Задание =
Перепишите часть текста о каннибализме в греческих мифах, которая начинается со слов «Каннибализм в греческих» и заканчивается словами «которая ему подобает.». Везде замените «Прометей» на «Титан».

Фрагмент документа =
== == ==

Каннибализм в греческих мифах. Опыт по истории развития нравственности - Леопольд Воеводский 17 стр.


"В Миконе (Сикионе), когда боги и смертные люди спорили между собою (о том, которую часть жертвы следует сжигать богам), то предусмотрительный Прометей, разделив огромного быка на две части, предложил его Зевсу с намерением обмануть его. Ибо на одном месте он положил мясо, завёрнутое вместе с жиром в кожу, и прикрыл желудком быка; а на другом месте он искусно уложил кости и ради обмана прикрыл их белым жиром. Тогда к нему обратился отец людей и богов: – Япетионид, знаменитейший из всех владык, как же ты, любезный, неровно разделил части!"

На это Прометей, улыбаясь, предлагает Зевсу выбрать себе ту часть, которая ему подобает.

"Сказал он это, замышляя обман; но премудрый Зевс знал об этом очень хорошо. В душе, однако, он сам замышлял худое для смертных людей, что впоследствии и свершилось. Обеими руками он поднял жир. Но когда он увидел белые кости быка, уложенные ради обмана, то он очень прогневался, и гнев обхватил его сердце. С тех пор племена людей на земле сжигают бессмертным богам белые кости на дымящихся алтарях". [376]

Мысль, что жертвы приносились богам именно в виде пищи, подтверждается ещё и той заботливостью, с которой выбирали только здоровых животных для жертвоприношений, и обрядами, сопровождавшими последние.

Насчёт доброкачественности и здоровья жертвы приведу следующее место из Полидевка: "В жертву должны приноситься животные: стройные, не обрезанные, не лишённые какого-либо члена, здоровые, не изувеченные, со всеми частями тела, хорошо сложённые, не изувеченные (bis), не раненные, не с вывихнутыми (кривыми) членами". [377] Платон порицает лакедемонян за несоблюдение этого предписания: "Лакедемоняне же ни о чем из всего этого никогда (?) не заботились, и они так легкомысленно относятся к богам, что всегда жертвуют повреждённых животных". [378] Годность жертвы для употребления в пищу считалась до того необходимым условием жертвоприношения, что Эсхил мог назвать принесение Ифигении в жертву незаконным на том лишь основании, что он не считал эту жертву съедобной. [379]

Из обрядов, сопровождавших жертвоприношение, стоит упомянуть только о посыпании жертвы жареным ячменём и о сжигании её потом вместе с хлебом из ячменя.

== == ==

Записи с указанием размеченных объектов

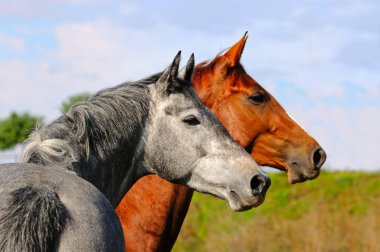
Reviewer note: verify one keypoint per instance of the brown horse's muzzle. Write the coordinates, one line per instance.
(301, 169)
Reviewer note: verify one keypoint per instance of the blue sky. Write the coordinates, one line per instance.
(320, 59)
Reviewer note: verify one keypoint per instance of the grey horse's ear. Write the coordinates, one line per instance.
(186, 73)
(168, 78)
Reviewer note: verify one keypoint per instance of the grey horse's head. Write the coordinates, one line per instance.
(185, 143)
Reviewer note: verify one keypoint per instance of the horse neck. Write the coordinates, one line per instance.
(103, 142)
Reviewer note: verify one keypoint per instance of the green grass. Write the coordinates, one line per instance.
(339, 211)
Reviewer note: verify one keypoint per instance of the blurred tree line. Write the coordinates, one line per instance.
(17, 126)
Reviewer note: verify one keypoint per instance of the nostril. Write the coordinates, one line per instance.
(257, 184)
(319, 157)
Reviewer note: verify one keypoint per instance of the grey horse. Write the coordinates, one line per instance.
(155, 125)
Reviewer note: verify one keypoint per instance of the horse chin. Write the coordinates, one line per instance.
(296, 177)
(239, 204)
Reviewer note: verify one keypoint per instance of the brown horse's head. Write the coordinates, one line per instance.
(255, 119)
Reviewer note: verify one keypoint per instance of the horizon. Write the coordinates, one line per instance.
(320, 60)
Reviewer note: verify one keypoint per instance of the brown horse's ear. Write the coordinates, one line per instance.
(234, 53)
(186, 73)
(168, 78)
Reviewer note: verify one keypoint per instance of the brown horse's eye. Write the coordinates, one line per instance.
(191, 120)
(258, 98)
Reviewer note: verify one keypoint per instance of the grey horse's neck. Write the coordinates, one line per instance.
(100, 139)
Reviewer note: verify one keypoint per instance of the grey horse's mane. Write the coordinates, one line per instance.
(91, 128)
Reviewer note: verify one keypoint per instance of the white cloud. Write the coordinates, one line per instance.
(11, 43)
(312, 56)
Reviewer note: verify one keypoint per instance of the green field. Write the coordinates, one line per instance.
(339, 211)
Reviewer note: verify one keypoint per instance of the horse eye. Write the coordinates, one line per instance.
(191, 120)
(258, 98)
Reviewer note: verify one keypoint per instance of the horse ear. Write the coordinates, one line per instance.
(170, 74)
(234, 53)
(186, 73)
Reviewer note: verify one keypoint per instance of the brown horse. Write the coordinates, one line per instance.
(153, 211)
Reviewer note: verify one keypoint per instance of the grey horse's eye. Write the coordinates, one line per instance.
(191, 120)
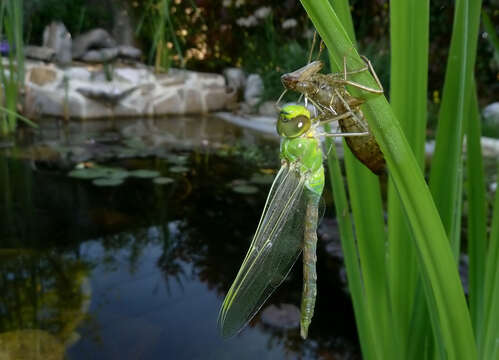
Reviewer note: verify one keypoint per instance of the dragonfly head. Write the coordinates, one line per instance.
(293, 121)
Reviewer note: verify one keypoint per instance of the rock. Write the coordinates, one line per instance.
(94, 39)
(491, 114)
(58, 38)
(235, 78)
(217, 99)
(123, 29)
(30, 344)
(100, 56)
(78, 73)
(129, 52)
(268, 108)
(41, 75)
(254, 90)
(172, 104)
(39, 53)
(134, 76)
(193, 102)
(286, 316)
(81, 92)
(107, 95)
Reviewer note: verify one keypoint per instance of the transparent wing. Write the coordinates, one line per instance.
(275, 247)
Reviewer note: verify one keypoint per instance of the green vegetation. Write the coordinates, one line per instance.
(405, 279)
(12, 71)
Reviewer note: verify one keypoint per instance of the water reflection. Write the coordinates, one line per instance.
(140, 270)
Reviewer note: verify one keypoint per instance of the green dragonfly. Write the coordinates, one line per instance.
(288, 225)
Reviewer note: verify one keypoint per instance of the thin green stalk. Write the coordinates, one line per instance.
(488, 344)
(477, 245)
(409, 31)
(450, 313)
(365, 199)
(362, 316)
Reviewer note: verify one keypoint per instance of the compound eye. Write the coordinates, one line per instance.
(293, 126)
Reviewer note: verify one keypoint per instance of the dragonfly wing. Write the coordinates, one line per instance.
(275, 247)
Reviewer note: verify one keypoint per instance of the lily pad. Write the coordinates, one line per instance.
(88, 173)
(245, 189)
(107, 182)
(179, 169)
(144, 174)
(177, 159)
(163, 180)
(116, 173)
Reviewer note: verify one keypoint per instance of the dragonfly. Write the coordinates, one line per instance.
(287, 226)
(330, 96)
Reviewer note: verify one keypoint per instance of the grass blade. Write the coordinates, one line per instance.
(490, 350)
(409, 31)
(476, 214)
(446, 168)
(365, 199)
(364, 323)
(450, 313)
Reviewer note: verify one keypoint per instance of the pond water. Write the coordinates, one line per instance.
(139, 270)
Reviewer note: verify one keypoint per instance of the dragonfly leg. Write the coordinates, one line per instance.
(345, 72)
(354, 115)
(365, 133)
(369, 68)
(336, 118)
(280, 98)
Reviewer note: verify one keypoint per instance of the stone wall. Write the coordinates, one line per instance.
(85, 92)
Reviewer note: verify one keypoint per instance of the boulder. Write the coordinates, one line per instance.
(235, 78)
(58, 38)
(100, 56)
(268, 108)
(254, 90)
(170, 104)
(30, 344)
(94, 39)
(105, 94)
(193, 102)
(129, 52)
(41, 75)
(39, 53)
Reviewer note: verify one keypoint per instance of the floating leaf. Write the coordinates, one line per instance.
(108, 182)
(143, 173)
(177, 159)
(163, 180)
(87, 173)
(179, 169)
(245, 189)
(116, 173)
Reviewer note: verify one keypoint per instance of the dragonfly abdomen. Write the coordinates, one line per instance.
(309, 292)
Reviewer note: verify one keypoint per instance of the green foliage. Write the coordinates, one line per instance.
(77, 15)
(394, 308)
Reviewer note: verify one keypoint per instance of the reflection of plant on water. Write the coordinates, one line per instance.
(43, 291)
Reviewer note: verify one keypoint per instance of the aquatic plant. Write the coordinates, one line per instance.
(406, 291)
(113, 176)
(11, 73)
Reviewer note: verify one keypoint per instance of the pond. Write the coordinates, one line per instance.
(139, 270)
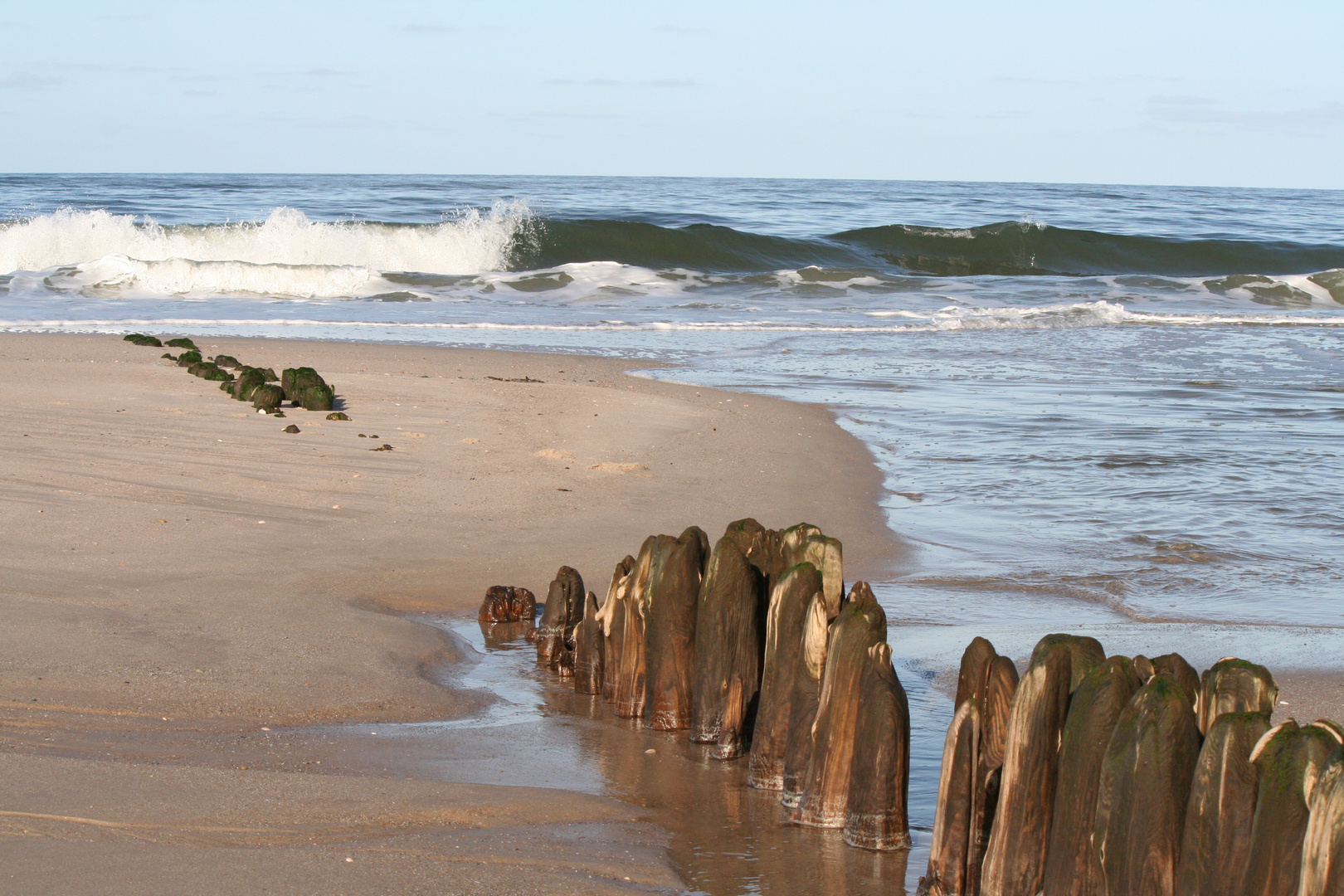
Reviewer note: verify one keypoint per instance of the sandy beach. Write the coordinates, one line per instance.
(180, 575)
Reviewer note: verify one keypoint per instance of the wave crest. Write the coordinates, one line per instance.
(470, 243)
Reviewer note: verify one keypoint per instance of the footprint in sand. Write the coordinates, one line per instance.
(611, 466)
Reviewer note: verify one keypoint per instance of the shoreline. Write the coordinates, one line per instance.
(286, 609)
(184, 581)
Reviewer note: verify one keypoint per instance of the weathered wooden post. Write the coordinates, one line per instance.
(785, 621)
(728, 650)
(1144, 790)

== == ==

Выполненное задание =
Каннибализм в греческих мифах. Опыт по истории развития нравственности - Леопольд Воеводский 17 стр.


"В Миконе (Сикионе), когда боги и смертные люди спорили между собою (о том, которую часть жертвы следует сжигать богам), то предусмотрительный Титан, разделив огромного быка на две части, предложил его Зевсу с намерением обмануть его. Ибо на одном месте он положил мясо, завёрнутое вместе с жиром в кожу, и прикрыл желудком быка; а на другом месте он искусно уложил кости и ради обмана прикрыл их белым жиром. Тогда к нему обратился отец людей и богов: – Япетионид, знаменитейший из всех владык, как же ты, любезный, неровно разделил части!"

На это Титан, улыбаясь, предлагает Зевсу выбрать себе ту часть, которая ему подобает.